Which lines in the items below contain the word "window"? Pick out each one and copy it.

* * *

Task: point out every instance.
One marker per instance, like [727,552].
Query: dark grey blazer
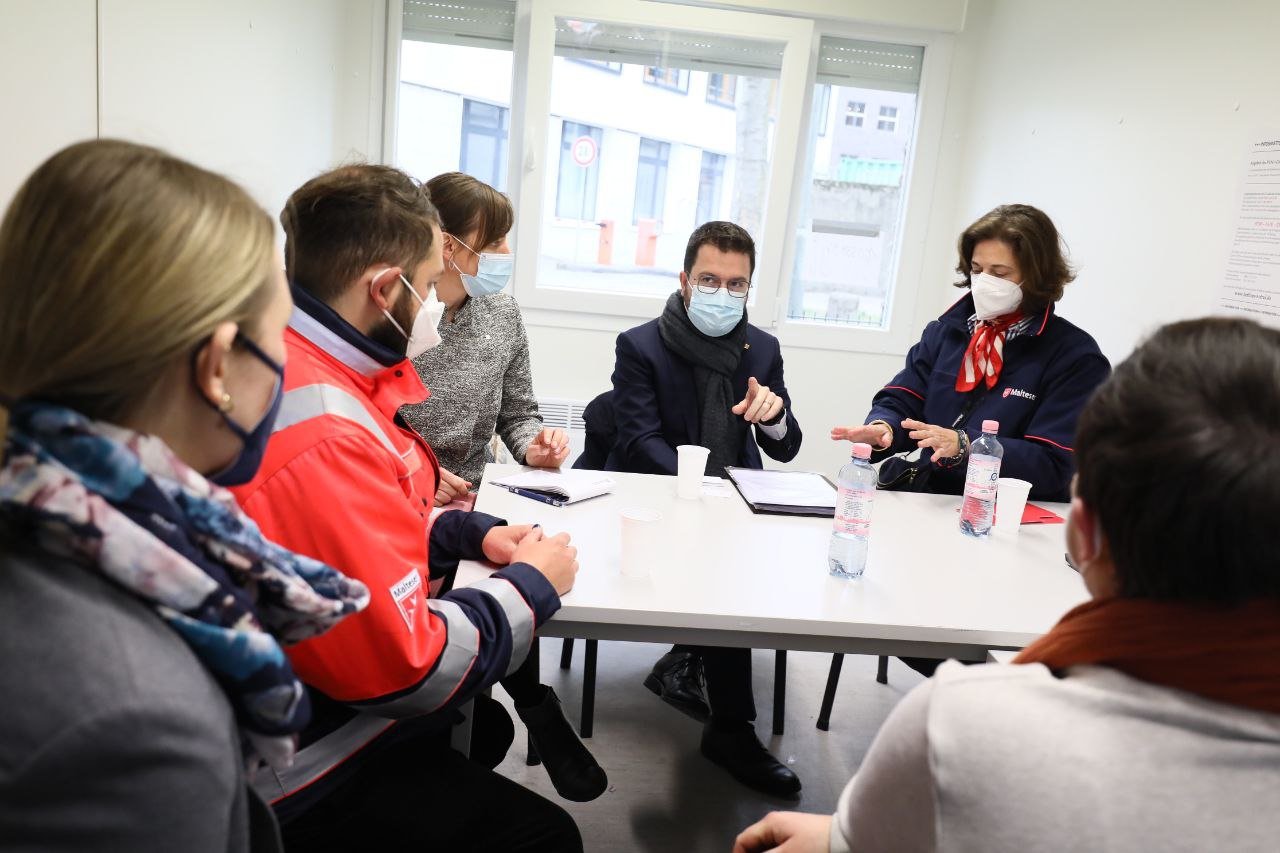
[113,737]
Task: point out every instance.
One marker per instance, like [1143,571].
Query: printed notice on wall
[1251,286]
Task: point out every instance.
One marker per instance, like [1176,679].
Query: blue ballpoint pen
[536,496]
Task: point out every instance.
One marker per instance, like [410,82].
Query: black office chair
[828,696]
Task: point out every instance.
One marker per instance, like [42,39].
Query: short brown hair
[1034,242]
[1175,454]
[470,205]
[339,223]
[723,236]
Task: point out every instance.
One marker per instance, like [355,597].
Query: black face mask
[254,441]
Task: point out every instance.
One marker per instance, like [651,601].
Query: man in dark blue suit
[702,374]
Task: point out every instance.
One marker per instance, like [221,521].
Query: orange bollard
[647,243]
[604,254]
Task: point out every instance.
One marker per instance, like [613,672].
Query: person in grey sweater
[479,374]
[1150,717]
[142,615]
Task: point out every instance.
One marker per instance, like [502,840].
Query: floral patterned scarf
[122,503]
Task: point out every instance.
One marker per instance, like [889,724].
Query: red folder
[1033,514]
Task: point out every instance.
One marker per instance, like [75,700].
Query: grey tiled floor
[663,796]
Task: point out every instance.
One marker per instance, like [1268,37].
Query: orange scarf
[984,356]
[1220,652]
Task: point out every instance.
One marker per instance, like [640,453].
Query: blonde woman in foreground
[141,612]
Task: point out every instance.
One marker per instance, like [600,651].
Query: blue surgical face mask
[254,441]
[492,276]
[716,314]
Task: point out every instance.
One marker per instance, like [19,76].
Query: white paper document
[785,488]
[1251,279]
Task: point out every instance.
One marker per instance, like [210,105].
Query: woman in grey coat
[142,615]
[479,374]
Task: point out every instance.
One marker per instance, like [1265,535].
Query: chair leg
[531,758]
[588,721]
[828,697]
[780,689]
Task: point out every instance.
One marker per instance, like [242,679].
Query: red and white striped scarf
[984,356]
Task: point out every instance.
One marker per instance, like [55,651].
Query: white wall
[48,83]
[1128,123]
[1125,121]
[266,94]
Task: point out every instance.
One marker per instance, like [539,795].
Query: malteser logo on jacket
[405,593]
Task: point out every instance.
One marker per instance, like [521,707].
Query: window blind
[472,23]
[869,64]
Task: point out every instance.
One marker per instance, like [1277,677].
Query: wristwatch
[963,443]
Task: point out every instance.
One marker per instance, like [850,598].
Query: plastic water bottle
[848,552]
[978,507]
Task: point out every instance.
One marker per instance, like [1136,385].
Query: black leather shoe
[743,755]
[677,679]
[572,769]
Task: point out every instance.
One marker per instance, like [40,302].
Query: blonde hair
[115,259]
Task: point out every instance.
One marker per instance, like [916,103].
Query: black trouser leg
[525,684]
[728,684]
[388,806]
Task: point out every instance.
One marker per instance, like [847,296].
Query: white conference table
[722,575]
[727,576]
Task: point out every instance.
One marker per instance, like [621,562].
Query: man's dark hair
[339,223]
[1179,455]
[723,236]
[1034,242]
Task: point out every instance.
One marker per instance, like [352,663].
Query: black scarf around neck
[714,361]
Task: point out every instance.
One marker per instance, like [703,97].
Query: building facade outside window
[709,186]
[484,141]
[577,185]
[650,179]
[672,78]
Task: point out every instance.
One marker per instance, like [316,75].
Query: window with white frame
[579,177]
[652,144]
[617,164]
[484,141]
[822,109]
[888,119]
[853,199]
[721,89]
[711,181]
[446,121]
[855,113]
[613,68]
[650,181]
[672,78]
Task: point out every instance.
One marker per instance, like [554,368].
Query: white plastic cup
[640,541]
[1010,501]
[690,464]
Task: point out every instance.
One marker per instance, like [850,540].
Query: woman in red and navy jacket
[999,354]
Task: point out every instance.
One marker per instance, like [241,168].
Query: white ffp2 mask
[426,323]
[993,296]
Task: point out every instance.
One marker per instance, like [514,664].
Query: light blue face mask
[716,314]
[492,276]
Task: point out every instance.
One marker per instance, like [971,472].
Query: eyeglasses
[708,283]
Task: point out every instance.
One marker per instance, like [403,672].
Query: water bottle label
[854,511]
[982,478]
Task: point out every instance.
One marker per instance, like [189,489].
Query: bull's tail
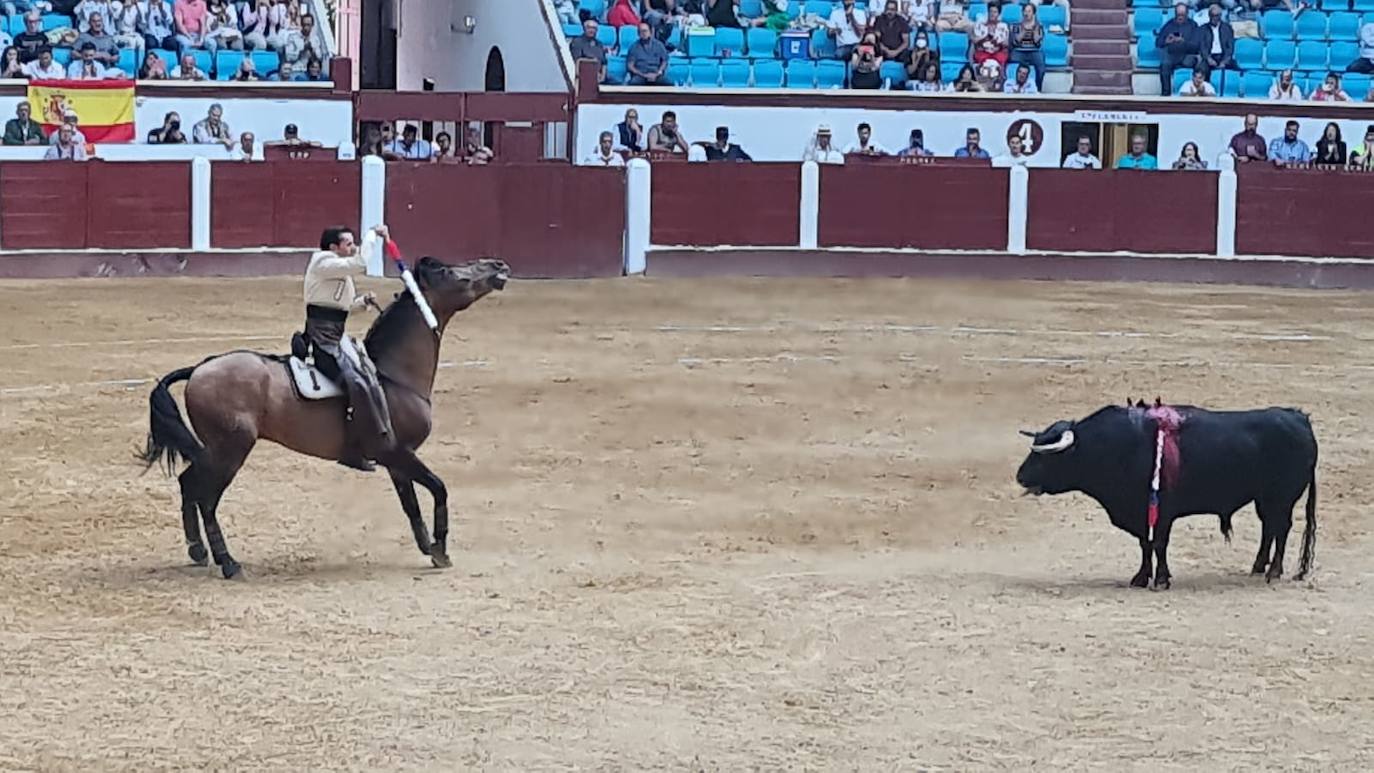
[169,438]
[1304,564]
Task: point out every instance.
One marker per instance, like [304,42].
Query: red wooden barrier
[897,206]
[546,220]
[726,203]
[1304,212]
[1110,210]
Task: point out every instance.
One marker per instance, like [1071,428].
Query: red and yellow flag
[105,109]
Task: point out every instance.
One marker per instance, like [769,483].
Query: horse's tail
[169,438]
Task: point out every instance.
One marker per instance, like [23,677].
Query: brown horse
[237,398]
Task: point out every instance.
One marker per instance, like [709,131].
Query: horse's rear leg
[190,516]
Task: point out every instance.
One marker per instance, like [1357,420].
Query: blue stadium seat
[1256,84]
[768,74]
[730,41]
[1311,55]
[1279,54]
[734,73]
[831,74]
[1277,25]
[705,73]
[1146,55]
[801,74]
[763,43]
[1249,54]
[1311,25]
[1055,48]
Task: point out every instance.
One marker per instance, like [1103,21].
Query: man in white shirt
[1083,158]
[847,26]
[605,153]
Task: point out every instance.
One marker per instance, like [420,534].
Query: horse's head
[454,289]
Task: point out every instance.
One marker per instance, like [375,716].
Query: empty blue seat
[734,73]
[763,43]
[801,74]
[1277,25]
[705,73]
[1279,55]
[1055,48]
[768,74]
[1311,25]
[830,74]
[1311,55]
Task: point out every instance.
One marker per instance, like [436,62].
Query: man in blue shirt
[1289,150]
[1138,158]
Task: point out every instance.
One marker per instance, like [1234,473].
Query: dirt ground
[749,525]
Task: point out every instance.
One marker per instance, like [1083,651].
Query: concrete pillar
[638,214]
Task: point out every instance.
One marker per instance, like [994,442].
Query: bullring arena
[698,525]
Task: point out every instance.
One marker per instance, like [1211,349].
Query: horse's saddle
[308,381]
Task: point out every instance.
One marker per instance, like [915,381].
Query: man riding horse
[329,297]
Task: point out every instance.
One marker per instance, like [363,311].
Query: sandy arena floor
[698,525]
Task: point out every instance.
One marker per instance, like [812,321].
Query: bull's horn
[1065,441]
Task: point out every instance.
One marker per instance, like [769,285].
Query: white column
[1018,203]
[199,203]
[373,206]
[1226,191]
[809,218]
[638,214]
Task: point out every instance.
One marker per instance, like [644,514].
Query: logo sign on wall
[1031,133]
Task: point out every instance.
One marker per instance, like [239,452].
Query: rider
[329,297]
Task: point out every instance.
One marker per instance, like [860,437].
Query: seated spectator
[915,146]
[864,146]
[1289,150]
[1027,39]
[665,136]
[44,69]
[410,146]
[157,26]
[22,129]
[187,70]
[864,65]
[154,67]
[1197,85]
[820,150]
[212,128]
[587,47]
[992,39]
[32,40]
[1190,159]
[647,61]
[1138,158]
[1248,144]
[65,146]
[723,148]
[1021,83]
[1330,89]
[1178,44]
[1082,157]
[1362,158]
[1330,148]
[893,35]
[605,153]
[1363,65]
[1285,89]
[929,80]
[972,146]
[169,133]
[847,25]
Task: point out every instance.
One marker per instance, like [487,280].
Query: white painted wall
[432,44]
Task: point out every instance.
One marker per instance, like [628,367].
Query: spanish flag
[103,109]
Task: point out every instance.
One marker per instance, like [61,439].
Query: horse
[241,397]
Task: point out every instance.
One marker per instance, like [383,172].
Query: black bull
[1227,459]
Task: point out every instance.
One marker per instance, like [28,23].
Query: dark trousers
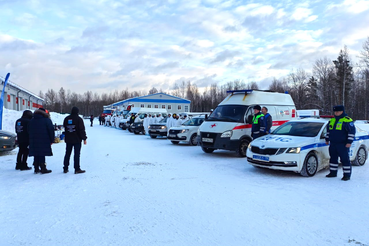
[22,155]
[339,150]
[68,151]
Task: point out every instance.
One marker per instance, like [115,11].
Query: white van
[229,126]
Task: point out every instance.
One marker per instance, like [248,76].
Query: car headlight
[293,150]
[226,134]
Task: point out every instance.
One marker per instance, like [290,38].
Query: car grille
[267,151]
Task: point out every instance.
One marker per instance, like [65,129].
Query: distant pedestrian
[268,120]
[258,125]
[74,134]
[41,137]
[92,120]
[340,135]
[21,128]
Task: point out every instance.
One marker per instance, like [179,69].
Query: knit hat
[257,107]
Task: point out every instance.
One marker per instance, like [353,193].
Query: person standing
[21,128]
[258,125]
[74,134]
[41,137]
[92,120]
[340,135]
[268,120]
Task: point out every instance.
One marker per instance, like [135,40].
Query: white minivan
[229,126]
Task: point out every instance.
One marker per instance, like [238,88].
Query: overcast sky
[106,45]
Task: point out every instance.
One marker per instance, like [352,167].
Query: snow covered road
[143,191]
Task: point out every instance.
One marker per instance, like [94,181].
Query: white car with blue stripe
[299,146]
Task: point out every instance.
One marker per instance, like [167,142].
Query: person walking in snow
[74,134]
[21,128]
[41,137]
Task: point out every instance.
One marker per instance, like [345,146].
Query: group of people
[35,133]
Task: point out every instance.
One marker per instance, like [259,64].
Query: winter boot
[331,175]
[43,168]
[36,167]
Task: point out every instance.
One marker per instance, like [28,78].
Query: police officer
[258,124]
[340,135]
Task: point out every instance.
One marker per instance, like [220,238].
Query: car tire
[242,148]
[361,157]
[207,150]
[310,166]
[193,139]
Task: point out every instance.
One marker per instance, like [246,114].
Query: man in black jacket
[21,128]
[74,134]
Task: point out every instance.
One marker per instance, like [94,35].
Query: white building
[18,98]
[159,100]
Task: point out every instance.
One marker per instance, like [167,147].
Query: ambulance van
[229,125]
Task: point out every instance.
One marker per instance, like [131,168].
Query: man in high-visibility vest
[340,135]
[258,124]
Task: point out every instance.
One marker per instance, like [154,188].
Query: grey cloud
[224,55]
[95,31]
[18,45]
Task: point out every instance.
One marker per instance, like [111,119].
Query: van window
[230,113]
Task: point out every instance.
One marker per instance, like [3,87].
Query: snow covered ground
[148,192]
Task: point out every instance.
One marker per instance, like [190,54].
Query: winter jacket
[21,127]
[340,130]
[41,134]
[74,128]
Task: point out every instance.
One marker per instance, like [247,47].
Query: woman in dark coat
[41,137]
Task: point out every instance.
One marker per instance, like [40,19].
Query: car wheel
[310,166]
[207,150]
[242,148]
[361,156]
[193,139]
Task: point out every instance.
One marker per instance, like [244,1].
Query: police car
[187,132]
[299,146]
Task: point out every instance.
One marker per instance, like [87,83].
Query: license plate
[260,158]
[207,140]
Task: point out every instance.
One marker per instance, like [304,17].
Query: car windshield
[300,129]
[230,113]
[194,122]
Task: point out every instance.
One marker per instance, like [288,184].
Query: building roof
[150,99]
[19,88]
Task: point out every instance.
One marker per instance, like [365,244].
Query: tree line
[329,83]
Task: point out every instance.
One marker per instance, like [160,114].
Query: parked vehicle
[159,129]
[7,141]
[187,132]
[229,125]
[299,146]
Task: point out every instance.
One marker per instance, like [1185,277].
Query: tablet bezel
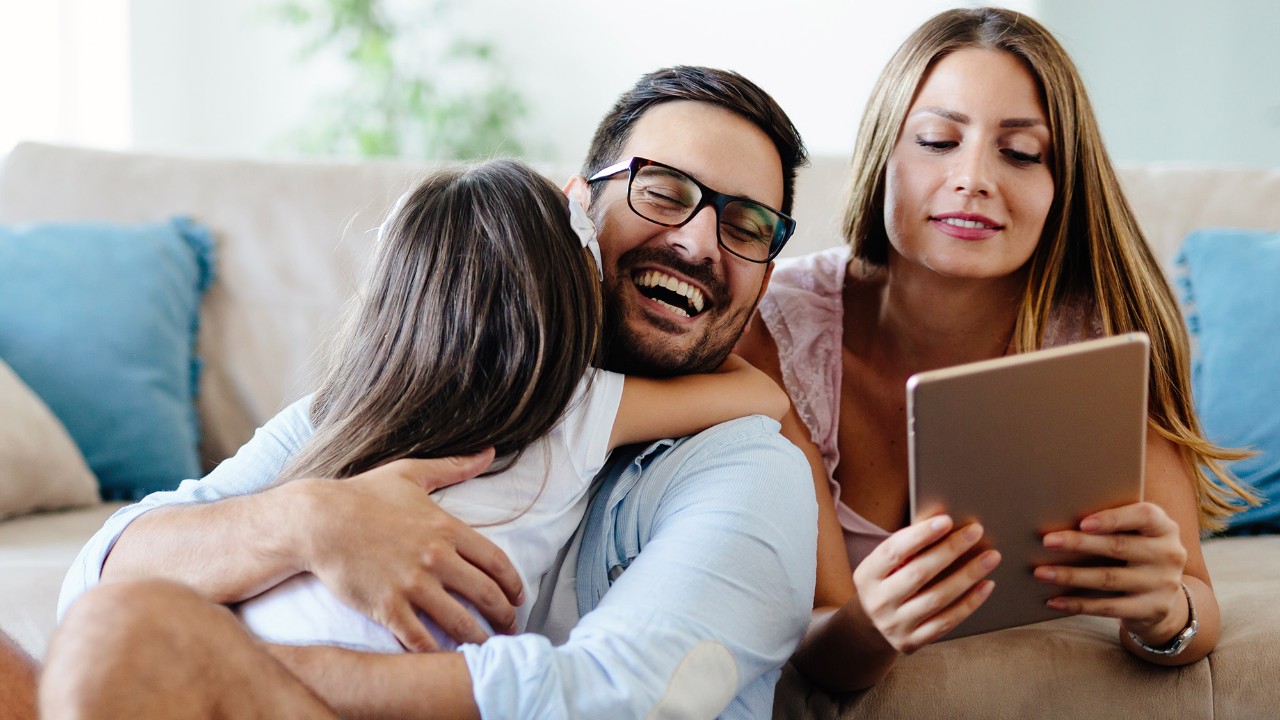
[974,429]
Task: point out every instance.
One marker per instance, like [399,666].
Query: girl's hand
[909,593]
[1147,595]
[384,547]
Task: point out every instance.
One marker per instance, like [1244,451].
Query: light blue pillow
[100,322]
[1230,282]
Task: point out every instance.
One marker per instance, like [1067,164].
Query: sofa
[289,241]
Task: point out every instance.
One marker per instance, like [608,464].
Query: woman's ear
[577,190]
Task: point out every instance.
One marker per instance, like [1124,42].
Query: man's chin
[656,355]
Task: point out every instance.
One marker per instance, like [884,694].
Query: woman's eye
[936,145]
[1024,158]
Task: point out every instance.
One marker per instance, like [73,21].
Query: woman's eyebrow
[960,118]
[1022,123]
[945,114]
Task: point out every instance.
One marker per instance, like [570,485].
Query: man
[17,682]
[686,587]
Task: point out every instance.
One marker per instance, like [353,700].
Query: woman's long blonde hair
[479,318]
[1091,245]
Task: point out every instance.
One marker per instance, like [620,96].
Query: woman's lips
[965,226]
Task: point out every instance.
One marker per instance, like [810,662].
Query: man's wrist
[291,511]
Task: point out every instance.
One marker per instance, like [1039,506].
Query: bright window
[64,72]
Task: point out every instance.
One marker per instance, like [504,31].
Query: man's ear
[576,188]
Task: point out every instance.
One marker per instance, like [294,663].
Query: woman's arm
[661,408]
[850,647]
[1159,542]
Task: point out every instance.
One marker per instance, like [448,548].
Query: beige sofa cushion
[40,466]
[292,240]
[1074,668]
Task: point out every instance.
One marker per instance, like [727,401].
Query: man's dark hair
[722,89]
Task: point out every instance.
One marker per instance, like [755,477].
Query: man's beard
[630,352]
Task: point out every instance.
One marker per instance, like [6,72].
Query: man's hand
[384,547]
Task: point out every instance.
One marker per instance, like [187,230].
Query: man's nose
[698,241]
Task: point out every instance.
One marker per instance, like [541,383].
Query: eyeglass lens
[666,196]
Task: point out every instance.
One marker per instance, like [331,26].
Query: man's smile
[679,296]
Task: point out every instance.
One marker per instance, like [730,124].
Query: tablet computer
[1027,445]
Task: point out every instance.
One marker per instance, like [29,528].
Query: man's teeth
[961,223]
[680,311]
[653,278]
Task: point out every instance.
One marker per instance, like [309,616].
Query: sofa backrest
[292,238]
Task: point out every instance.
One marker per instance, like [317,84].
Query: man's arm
[376,541]
[702,619]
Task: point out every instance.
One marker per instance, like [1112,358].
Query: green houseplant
[414,87]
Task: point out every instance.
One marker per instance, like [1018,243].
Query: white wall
[1178,80]
[214,76]
[1171,80]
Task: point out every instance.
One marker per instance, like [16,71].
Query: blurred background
[1173,81]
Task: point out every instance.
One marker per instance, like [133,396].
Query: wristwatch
[1182,639]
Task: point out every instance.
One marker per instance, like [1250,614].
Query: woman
[983,218]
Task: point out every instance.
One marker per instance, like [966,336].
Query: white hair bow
[585,229]
[391,217]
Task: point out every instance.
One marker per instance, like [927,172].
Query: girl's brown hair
[478,322]
[1091,245]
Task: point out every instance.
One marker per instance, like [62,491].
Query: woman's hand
[384,547]
[909,588]
[1144,591]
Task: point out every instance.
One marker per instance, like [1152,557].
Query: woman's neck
[906,319]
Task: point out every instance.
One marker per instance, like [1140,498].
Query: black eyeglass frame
[713,197]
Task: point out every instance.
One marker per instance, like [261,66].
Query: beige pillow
[40,466]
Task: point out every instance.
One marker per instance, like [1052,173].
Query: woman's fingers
[1143,579]
[913,587]
[944,621]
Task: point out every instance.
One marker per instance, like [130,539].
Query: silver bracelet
[1182,639]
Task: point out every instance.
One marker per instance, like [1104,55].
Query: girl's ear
[576,188]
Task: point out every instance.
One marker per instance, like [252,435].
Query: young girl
[478,328]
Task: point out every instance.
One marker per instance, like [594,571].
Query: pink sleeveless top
[804,310]
[804,313]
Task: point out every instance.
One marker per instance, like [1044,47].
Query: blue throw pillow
[1230,282]
[100,322]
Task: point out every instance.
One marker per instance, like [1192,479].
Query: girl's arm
[659,408]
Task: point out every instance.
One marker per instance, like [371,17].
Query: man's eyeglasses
[671,197]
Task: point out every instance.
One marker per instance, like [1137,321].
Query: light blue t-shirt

* * *

:: RESPONSE ::
Query: window blind
Query: building facade outside window
Query: window with white frame
Query: van window
Query: bright window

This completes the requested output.